Exercise aim:
In the material below, reproduce the lines word for word, starting at the line that contains "Single out each white" and ending at the line that contains "[0,0,800,237]", with both of those lines included.

Input material:

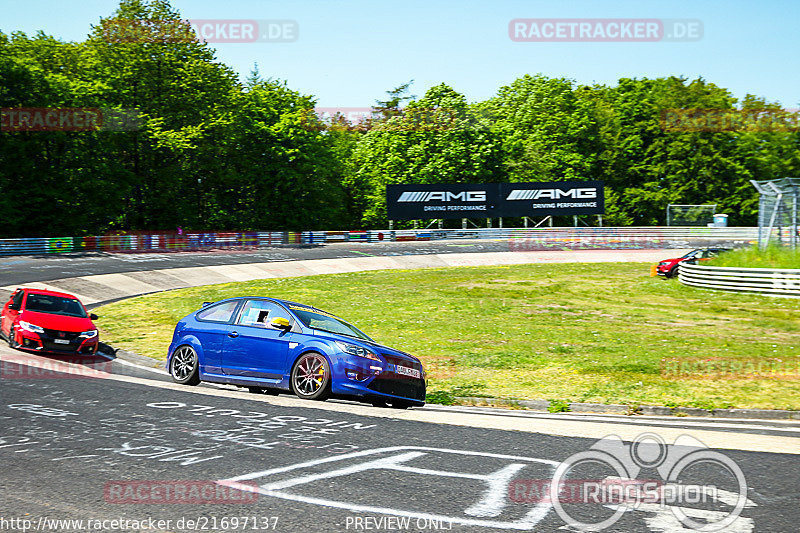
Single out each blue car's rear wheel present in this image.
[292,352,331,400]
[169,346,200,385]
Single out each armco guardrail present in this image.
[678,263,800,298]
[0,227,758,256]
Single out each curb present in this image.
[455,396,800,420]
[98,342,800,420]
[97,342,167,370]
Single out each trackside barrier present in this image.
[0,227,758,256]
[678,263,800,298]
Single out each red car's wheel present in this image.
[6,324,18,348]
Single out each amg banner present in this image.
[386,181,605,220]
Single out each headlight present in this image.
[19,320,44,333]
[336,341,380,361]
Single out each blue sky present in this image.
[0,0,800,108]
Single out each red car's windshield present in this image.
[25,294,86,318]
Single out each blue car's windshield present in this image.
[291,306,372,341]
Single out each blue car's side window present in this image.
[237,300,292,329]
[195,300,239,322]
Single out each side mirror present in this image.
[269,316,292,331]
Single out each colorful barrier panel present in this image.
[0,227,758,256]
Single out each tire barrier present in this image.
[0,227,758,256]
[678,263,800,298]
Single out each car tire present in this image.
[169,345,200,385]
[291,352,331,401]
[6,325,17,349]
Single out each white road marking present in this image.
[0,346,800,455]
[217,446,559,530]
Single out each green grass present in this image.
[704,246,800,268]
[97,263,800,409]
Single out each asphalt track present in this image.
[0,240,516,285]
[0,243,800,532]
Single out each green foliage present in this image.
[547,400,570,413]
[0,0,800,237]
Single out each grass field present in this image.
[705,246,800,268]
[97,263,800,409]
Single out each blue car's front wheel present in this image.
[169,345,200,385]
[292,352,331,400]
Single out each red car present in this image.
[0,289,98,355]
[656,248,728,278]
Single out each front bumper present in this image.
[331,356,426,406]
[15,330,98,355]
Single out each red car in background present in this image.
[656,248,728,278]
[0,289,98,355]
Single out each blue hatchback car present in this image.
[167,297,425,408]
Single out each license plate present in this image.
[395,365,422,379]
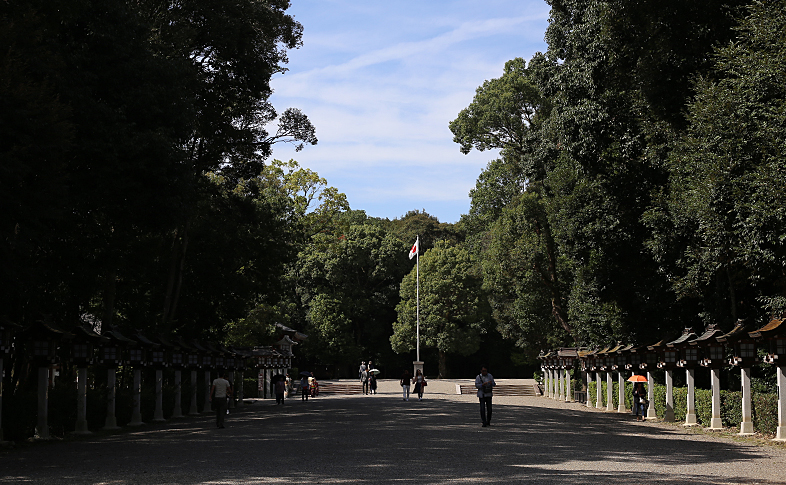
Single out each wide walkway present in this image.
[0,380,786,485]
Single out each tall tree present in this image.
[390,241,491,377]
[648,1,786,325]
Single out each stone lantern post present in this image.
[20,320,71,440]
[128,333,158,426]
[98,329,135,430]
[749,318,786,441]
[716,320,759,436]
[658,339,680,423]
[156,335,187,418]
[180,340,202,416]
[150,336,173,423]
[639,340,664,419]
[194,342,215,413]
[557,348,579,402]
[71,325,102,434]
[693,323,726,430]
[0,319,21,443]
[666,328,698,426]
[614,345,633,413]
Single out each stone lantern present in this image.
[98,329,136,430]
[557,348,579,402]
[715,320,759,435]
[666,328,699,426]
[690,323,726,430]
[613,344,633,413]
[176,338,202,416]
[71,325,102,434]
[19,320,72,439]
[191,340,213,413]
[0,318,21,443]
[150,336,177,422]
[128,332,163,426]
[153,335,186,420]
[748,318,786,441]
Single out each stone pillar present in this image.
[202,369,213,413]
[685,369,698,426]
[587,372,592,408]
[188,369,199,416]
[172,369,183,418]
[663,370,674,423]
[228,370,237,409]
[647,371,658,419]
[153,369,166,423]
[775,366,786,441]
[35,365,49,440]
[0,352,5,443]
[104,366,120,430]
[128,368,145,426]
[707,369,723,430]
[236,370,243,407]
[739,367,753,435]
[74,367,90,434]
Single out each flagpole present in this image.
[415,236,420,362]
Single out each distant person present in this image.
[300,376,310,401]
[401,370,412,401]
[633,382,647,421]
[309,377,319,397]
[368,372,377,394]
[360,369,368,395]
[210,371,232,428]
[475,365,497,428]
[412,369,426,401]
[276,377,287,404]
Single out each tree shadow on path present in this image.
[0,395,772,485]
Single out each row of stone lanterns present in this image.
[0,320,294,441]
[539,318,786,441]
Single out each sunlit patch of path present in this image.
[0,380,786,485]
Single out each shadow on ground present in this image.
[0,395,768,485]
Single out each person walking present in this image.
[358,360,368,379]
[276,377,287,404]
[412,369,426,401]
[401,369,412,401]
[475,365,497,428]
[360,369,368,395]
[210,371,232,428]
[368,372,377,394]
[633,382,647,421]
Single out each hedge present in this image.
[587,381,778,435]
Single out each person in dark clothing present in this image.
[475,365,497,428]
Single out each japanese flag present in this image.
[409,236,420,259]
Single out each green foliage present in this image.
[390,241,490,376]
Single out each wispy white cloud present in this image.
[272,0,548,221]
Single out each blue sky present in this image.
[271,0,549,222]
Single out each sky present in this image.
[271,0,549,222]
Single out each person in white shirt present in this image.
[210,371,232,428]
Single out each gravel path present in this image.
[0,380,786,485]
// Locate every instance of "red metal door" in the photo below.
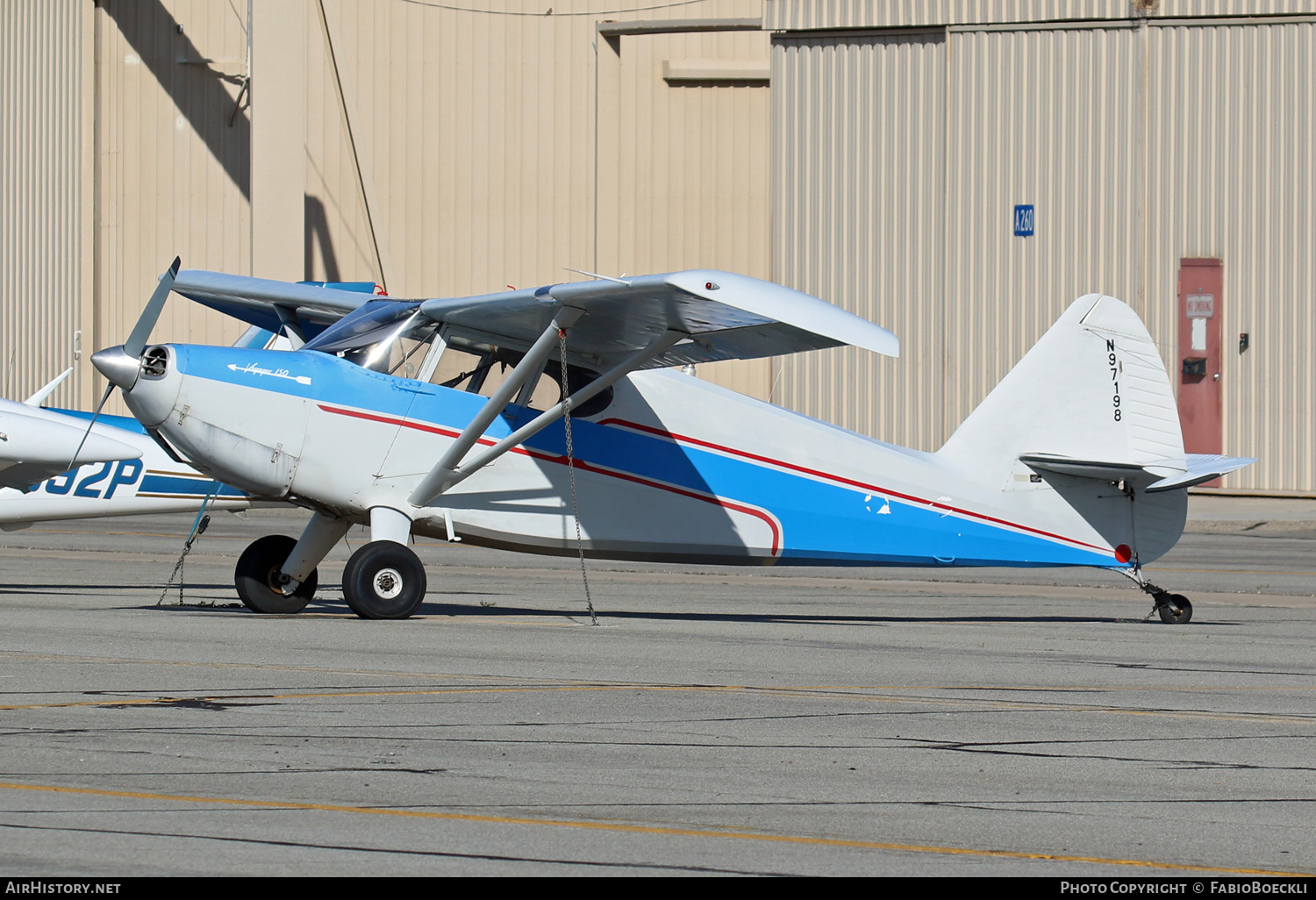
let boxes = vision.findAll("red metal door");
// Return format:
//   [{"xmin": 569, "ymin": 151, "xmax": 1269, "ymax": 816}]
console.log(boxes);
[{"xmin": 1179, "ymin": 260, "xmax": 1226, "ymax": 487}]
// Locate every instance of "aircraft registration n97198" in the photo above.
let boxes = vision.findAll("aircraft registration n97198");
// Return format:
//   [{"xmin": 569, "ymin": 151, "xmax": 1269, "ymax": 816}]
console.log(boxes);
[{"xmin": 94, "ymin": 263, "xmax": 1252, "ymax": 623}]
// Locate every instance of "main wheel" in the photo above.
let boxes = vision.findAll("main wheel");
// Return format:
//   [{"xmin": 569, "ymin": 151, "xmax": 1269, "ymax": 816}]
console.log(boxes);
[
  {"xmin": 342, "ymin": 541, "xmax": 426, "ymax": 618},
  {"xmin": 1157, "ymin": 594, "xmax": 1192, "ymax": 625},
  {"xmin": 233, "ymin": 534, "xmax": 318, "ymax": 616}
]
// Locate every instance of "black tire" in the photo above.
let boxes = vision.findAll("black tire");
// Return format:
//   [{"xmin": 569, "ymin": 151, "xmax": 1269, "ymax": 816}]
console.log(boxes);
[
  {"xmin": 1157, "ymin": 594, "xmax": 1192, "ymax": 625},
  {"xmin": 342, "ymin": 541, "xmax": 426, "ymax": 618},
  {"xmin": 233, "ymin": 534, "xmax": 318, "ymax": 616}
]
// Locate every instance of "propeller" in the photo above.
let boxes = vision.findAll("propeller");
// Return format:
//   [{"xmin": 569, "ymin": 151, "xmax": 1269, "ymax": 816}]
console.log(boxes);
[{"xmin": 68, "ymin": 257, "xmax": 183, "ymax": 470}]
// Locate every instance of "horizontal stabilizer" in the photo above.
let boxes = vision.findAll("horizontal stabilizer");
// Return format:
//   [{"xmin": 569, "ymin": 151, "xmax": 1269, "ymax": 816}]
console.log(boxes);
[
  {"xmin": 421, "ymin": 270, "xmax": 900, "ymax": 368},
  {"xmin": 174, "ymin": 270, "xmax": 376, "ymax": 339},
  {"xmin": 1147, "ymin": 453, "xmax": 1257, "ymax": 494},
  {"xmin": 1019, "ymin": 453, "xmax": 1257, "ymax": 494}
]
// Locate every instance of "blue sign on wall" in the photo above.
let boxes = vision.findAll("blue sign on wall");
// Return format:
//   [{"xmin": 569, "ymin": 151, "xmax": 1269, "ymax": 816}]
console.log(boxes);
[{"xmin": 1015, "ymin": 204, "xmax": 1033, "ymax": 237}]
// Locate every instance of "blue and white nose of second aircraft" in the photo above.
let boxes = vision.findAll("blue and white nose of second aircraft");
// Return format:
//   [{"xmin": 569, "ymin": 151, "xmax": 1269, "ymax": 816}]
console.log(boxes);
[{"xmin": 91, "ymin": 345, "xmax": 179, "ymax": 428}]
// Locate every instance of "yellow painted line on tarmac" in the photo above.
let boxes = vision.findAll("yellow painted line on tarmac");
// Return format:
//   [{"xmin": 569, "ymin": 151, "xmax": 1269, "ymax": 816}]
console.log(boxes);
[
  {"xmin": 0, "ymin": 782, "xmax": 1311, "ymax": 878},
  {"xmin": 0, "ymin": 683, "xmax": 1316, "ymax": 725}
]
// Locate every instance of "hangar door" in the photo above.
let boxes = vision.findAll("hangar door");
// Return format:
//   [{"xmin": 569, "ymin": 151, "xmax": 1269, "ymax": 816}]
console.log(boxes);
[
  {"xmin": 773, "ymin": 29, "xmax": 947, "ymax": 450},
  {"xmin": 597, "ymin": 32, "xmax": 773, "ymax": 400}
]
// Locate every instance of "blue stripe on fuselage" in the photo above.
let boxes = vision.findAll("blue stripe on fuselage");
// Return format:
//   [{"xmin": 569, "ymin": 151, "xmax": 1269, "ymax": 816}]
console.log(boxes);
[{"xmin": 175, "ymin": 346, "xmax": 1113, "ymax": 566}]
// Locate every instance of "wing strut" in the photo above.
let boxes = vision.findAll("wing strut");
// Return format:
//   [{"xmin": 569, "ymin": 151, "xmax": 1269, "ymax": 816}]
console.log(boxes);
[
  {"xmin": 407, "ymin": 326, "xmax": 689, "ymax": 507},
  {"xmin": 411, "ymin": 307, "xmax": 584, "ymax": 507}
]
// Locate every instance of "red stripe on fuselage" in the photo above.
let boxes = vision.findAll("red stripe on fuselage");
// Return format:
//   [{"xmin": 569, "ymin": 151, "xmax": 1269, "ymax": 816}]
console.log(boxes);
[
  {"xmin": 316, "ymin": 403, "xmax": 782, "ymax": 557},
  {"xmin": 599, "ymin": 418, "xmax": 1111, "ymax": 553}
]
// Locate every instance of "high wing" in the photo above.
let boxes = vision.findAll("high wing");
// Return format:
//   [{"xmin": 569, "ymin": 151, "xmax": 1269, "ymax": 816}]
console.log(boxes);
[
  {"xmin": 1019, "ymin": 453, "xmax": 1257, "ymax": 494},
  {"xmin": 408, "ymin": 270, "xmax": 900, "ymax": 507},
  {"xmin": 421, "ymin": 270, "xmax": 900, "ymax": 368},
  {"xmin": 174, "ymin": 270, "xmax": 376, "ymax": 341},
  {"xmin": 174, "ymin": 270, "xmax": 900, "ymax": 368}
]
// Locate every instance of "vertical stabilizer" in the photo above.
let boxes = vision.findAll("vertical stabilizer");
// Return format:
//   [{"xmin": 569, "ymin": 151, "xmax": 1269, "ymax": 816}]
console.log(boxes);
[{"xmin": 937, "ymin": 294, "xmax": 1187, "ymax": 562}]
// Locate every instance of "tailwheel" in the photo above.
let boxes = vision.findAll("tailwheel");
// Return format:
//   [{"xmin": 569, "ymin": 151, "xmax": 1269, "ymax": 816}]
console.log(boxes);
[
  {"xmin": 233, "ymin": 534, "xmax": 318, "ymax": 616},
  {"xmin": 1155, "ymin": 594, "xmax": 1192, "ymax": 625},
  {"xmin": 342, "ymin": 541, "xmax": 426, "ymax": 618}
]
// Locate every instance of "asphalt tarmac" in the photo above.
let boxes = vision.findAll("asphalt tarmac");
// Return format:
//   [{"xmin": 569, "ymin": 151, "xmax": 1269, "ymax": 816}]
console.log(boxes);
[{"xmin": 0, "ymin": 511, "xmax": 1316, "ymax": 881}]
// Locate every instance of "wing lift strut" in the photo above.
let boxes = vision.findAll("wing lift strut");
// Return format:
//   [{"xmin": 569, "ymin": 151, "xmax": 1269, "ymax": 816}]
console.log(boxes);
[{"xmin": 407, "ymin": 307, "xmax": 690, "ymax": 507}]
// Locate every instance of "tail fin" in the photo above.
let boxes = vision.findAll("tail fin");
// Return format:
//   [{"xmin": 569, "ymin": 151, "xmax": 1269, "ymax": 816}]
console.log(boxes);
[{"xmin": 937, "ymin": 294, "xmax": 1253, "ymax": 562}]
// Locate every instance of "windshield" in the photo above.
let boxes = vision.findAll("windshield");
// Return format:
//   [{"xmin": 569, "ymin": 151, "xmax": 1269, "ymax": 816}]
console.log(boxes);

Reply:
Single out each white road marking present in this image.
[0,346,800,455]
[217,446,559,530]
Single out each green grass present in this image.
[704,246,800,268]
[97,263,800,409]
Single out each asphalt track present in this image.
[0,240,516,285]
[0,243,800,532]
Single out each green foliage present in this image.
[547,400,570,413]
[0,0,800,237]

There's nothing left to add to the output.